▶ **EXTRACTED MATERIAL**:

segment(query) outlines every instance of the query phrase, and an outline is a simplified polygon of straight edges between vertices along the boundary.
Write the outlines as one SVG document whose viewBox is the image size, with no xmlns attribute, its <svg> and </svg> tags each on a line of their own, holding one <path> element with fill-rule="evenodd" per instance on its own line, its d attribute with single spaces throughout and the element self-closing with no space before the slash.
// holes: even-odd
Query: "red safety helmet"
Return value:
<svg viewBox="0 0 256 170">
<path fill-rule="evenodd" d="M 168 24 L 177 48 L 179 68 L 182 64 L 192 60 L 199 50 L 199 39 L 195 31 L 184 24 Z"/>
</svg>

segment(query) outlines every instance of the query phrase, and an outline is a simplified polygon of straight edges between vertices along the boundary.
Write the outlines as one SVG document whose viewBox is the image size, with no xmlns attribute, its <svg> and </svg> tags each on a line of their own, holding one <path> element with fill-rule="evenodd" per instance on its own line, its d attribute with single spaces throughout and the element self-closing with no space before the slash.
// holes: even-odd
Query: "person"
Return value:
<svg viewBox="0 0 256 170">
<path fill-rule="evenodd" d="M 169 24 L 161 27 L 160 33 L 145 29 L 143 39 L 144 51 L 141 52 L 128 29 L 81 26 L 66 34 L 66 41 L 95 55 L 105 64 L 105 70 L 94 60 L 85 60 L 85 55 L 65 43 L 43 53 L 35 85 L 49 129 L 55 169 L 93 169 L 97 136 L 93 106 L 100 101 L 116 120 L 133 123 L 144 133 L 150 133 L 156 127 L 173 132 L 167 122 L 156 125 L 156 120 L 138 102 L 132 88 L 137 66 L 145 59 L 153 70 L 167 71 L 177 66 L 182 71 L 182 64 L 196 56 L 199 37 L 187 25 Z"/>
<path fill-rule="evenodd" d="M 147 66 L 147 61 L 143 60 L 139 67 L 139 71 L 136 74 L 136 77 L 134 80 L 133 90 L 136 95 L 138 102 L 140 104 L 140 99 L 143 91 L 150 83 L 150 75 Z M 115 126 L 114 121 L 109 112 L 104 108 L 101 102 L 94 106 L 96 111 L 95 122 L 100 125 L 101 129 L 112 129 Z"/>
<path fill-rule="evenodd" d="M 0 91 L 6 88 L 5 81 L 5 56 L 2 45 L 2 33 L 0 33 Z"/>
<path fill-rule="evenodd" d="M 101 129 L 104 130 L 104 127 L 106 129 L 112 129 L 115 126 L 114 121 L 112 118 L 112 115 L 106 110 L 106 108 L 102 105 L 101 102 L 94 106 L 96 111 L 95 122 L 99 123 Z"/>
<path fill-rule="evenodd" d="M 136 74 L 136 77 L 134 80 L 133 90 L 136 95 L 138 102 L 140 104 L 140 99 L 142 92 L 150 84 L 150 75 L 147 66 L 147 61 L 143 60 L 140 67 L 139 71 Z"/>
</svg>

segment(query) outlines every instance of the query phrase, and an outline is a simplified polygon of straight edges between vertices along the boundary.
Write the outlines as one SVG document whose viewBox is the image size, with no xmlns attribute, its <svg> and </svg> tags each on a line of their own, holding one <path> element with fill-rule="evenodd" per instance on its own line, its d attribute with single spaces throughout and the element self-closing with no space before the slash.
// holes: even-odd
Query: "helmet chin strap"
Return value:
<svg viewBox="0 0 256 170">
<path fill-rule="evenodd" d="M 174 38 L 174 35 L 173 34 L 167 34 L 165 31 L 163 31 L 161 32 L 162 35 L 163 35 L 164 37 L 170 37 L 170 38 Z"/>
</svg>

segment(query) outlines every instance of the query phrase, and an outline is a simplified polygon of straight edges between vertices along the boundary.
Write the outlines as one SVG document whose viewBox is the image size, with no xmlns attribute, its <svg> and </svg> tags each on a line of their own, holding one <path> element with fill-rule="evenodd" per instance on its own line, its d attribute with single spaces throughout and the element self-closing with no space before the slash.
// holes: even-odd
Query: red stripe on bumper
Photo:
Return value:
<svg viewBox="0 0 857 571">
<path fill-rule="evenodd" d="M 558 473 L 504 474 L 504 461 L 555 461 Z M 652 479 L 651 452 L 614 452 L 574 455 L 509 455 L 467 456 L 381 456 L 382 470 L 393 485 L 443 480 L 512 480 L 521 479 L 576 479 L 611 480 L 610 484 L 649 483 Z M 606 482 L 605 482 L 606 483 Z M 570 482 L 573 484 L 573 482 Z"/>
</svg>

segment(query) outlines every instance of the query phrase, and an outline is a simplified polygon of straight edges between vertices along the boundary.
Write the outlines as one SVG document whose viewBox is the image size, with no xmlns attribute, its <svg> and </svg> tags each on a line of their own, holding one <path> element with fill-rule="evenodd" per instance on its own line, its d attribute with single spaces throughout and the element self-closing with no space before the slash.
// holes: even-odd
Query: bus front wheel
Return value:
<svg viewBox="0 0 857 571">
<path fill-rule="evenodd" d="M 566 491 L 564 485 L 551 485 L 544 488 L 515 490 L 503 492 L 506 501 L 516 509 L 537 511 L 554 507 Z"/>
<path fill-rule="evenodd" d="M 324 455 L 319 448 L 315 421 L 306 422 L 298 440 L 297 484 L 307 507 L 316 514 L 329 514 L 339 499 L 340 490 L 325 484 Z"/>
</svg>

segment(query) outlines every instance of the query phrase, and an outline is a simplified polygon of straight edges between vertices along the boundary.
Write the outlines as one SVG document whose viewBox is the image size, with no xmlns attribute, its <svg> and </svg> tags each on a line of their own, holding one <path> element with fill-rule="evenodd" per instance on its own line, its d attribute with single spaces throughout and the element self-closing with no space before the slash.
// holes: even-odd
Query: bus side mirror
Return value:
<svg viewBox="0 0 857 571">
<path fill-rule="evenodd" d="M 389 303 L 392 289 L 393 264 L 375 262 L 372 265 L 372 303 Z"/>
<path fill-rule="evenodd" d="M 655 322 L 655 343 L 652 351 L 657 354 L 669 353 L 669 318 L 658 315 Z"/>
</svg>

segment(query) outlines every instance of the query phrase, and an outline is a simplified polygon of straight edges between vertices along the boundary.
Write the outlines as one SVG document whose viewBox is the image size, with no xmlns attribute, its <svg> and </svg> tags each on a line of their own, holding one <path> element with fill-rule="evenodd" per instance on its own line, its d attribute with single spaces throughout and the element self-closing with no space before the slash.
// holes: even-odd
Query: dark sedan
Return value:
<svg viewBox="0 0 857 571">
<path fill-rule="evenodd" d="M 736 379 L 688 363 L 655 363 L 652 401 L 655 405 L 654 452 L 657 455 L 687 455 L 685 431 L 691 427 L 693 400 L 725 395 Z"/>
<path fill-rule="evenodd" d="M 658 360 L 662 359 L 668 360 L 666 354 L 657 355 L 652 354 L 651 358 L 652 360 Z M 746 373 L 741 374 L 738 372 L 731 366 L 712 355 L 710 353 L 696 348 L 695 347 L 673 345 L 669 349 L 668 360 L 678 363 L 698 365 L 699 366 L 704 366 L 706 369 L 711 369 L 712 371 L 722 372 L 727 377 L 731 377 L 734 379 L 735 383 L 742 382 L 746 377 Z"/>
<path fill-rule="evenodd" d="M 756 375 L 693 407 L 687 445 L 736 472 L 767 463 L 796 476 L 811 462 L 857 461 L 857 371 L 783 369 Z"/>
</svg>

* * *

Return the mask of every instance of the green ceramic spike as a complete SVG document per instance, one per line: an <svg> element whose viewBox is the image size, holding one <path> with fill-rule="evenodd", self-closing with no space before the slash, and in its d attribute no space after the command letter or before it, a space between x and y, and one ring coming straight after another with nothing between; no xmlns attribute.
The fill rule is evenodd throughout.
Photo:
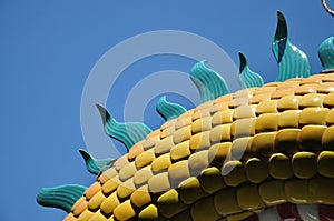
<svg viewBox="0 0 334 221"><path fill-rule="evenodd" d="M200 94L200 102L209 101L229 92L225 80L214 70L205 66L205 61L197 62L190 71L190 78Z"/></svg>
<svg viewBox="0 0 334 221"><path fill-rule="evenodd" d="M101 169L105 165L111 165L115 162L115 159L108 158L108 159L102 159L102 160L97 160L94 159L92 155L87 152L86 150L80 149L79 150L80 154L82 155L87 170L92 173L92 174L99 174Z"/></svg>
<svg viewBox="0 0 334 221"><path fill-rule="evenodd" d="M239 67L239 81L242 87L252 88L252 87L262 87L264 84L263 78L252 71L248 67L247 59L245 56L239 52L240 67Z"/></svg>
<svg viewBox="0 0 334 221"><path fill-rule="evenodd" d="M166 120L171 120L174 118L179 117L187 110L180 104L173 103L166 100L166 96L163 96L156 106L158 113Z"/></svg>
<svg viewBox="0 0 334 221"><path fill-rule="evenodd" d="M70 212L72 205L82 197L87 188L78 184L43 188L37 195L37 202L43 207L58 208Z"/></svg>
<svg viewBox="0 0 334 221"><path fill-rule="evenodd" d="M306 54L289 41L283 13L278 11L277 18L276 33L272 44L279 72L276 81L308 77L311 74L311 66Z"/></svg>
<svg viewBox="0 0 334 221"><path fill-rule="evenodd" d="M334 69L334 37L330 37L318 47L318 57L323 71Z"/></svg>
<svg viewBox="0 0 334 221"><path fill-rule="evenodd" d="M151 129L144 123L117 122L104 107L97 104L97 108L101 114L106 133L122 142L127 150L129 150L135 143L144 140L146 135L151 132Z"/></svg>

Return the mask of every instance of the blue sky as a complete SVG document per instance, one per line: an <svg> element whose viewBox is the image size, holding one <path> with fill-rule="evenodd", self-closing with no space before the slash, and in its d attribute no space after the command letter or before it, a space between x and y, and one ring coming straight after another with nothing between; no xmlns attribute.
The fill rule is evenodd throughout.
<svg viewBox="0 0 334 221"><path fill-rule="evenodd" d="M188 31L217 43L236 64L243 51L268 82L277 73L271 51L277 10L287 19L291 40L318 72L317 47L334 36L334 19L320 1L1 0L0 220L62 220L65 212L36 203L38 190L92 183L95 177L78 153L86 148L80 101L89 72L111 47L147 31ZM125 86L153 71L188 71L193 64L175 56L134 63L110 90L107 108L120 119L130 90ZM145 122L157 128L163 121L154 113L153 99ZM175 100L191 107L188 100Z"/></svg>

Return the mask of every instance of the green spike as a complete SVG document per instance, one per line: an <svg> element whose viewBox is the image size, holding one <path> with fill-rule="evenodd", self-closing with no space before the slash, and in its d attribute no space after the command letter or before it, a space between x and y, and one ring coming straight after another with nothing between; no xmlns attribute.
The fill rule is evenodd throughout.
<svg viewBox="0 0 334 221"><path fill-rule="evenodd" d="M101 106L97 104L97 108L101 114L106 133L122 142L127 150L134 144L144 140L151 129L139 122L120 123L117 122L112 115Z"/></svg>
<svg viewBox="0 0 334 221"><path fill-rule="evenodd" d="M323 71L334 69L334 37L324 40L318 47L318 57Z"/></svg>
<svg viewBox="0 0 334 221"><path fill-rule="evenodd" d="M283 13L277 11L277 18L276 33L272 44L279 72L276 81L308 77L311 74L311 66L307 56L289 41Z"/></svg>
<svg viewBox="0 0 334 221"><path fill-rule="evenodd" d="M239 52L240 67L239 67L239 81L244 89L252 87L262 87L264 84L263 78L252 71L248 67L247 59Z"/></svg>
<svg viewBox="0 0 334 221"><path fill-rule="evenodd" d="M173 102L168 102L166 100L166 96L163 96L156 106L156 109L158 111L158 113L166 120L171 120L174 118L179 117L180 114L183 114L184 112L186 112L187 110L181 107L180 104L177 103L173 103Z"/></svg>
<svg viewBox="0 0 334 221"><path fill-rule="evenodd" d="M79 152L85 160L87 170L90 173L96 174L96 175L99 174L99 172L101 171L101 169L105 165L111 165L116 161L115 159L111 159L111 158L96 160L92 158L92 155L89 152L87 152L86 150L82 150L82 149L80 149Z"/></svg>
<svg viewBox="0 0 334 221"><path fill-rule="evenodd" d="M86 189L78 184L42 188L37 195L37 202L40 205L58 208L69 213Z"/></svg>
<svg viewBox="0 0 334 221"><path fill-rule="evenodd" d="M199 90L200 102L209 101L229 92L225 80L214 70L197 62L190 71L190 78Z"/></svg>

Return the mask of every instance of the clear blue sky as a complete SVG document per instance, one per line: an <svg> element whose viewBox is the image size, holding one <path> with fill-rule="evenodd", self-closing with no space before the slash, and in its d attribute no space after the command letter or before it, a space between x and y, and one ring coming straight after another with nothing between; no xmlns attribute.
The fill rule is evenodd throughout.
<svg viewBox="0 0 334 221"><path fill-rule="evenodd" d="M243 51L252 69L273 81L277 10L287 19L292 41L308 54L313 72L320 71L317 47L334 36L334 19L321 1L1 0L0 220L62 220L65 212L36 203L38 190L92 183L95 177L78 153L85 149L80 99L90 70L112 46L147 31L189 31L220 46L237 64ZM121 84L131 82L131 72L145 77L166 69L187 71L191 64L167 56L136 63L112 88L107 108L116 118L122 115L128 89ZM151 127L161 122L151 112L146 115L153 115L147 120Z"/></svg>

▶ **WHAT TO WORK ON**:
Reproduce the material from the line with "Return the mask of every instance of the green ceramic" to the line with "94L200 102L209 101L229", both included, and leave the pictures out of your answer.

▶ **ANSWER FOR THE TASK**:
Return the mask of every instance of the green ceramic spike as a complete SVG document per instance, one per line: an <svg> element whose viewBox is the image size, holding one <path> with fill-rule="evenodd", self-closing with no space before the slash, and in its d attribute no space after the command letter or before it, a space between x and y, and one ring coming straight after another with nothing between; no xmlns attribute.
The fill rule is evenodd throughout.
Photo:
<svg viewBox="0 0 334 221"><path fill-rule="evenodd" d="M200 94L200 102L209 101L229 92L225 80L214 70L205 66L205 61L197 62L190 71L190 78Z"/></svg>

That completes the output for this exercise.